WRITTEN PROBLEM:
Rewrite every line of the entries, requests included, starting at the line holding "tag the archway opening" and running through the final line of the entries, inclusive, with each point coordinate in the answers multiplied by 1.1 and rounded to a whole number, halves going up. Return only those lines.

RECORDS PROVIDED:
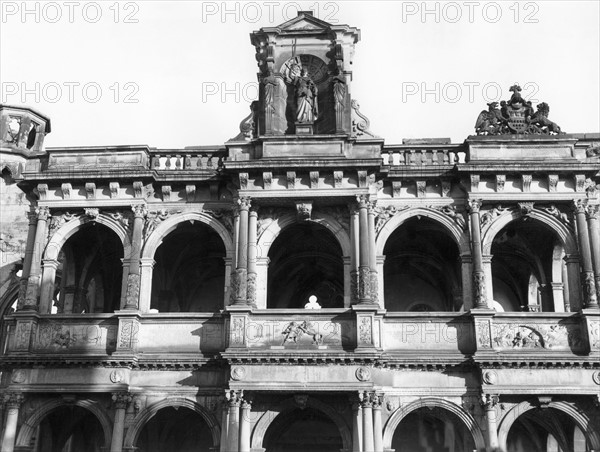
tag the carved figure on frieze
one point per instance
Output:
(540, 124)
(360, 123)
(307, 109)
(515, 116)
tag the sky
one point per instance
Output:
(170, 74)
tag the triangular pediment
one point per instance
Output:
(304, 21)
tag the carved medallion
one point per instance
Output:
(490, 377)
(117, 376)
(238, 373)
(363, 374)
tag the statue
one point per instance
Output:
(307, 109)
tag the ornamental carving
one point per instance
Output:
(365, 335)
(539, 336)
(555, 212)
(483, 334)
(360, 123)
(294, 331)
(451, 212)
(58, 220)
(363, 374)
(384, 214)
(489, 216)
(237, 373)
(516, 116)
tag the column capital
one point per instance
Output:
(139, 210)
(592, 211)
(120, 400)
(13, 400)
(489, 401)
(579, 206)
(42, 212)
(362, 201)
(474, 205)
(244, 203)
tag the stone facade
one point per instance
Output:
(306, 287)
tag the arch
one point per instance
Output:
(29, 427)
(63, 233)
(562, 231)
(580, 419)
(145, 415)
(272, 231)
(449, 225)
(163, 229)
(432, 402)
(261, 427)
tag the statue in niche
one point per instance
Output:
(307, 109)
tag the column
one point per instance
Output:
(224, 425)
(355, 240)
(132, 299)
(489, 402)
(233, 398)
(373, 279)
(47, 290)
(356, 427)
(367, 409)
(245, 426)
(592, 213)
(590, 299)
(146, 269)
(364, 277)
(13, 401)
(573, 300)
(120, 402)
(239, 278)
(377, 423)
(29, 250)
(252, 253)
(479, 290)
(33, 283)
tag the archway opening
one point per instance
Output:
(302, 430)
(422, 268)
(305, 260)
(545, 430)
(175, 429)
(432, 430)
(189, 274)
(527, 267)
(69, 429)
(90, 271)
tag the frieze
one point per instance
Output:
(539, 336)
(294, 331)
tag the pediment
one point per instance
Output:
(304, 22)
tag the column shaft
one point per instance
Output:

COMPLETE ANSWER:
tag the archway opening
one point per instance
Output:
(332, 473)
(464, 295)
(336, 286)
(600, 473)
(193, 472)
(475, 473)
(208, 301)
(580, 294)
(76, 472)
(99, 298)
tag the frieze
one point per instance
Output:
(593, 370)
(323, 364)
tag the pediment
one point per instance
Output:
(334, 24)
tag the column shaft
one point per instance
Output:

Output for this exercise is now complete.